**STATED GOAL**.
Copy out every line of the material below, requests included, but multiply each x and y coordinate in the answers by 1.45 and round to the nearest whole number, with halves rounded up. Leave all numbers in the requests unchanged.

Point annotation dataset material
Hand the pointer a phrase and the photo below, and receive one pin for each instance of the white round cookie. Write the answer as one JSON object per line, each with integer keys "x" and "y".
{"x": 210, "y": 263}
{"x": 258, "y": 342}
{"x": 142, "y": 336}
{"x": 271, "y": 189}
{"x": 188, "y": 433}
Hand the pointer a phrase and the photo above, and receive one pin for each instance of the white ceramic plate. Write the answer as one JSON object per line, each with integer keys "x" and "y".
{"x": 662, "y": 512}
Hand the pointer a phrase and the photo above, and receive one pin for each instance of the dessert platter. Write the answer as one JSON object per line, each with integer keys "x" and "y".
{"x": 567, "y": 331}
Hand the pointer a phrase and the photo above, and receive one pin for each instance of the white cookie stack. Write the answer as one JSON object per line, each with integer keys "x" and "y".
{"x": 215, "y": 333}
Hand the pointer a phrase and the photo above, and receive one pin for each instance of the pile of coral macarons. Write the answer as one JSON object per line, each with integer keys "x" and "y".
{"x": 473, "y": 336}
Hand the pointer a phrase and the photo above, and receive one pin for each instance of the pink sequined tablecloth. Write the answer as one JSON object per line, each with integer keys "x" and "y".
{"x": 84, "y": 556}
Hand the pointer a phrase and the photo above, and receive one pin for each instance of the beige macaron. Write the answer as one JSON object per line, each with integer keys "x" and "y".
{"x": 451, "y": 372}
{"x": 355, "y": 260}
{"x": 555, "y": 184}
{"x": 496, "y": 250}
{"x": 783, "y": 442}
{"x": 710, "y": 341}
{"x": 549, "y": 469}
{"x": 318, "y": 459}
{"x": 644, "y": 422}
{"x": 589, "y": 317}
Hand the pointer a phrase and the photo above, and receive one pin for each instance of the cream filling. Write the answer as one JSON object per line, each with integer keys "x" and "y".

**EXERCISE SOLUTION**.
Hand the pointer a phrase and the photo below, and receive one pin for each instance of the white round cookie. Write the answer as one JSON object per line, each with integer keys "x" and "y".
{"x": 305, "y": 381}
{"x": 374, "y": 496}
{"x": 206, "y": 487}
{"x": 393, "y": 274}
{"x": 273, "y": 628}
Hand the pointer a phrase and the photo above, and receive one pin for each instance of the white ceramic plate. Write the answer as one JSON object per line, each with integer keys "x" and "y".
{"x": 960, "y": 742}
Hand the pointer a phrase and the photo above, and receive one pin for each instance of the dessert platter. Write the answer as one JSON object per line, each with integer keys "x" and "y".
{"x": 822, "y": 480}
Hand the pointer a phrase and the photo above, and receive one pin for each instance of the white cookie stack. Write the answer as one JSON object per line, each with integer keys "x" and "y".
{"x": 312, "y": 483}
Hand the pointer a phrase and the photo above, and receive one pin for each instance of the pile of coral macarons. Write the answer as one JSON object per line, each with integer keys "x" and "y".
{"x": 686, "y": 487}
Hand the pointer a phrase and the photo above, and receive one pin for each instance of the pink sequined tablecloth. Write the answer as one JSON object per line, each with integer keys "x" and "y".
{"x": 122, "y": 806}
Hand the pointer a phrase and the photo above, and receive one pin for each instance of the beige macaron. Write the answer as one JSON object per line, each with integer keys "x" and "y".
{"x": 654, "y": 539}
{"x": 515, "y": 377}
{"x": 805, "y": 267}
{"x": 719, "y": 363}
{"x": 1135, "y": 641}
{"x": 1030, "y": 494}
{"x": 796, "y": 680}
{"x": 461, "y": 666}
{"x": 934, "y": 612}
{"x": 854, "y": 460}
Hand the pointer a phrase and the photo above, and receive one pin for each instance of the cream filling. Write the answer as one JSON object per line, each with integer keys "x" and "y".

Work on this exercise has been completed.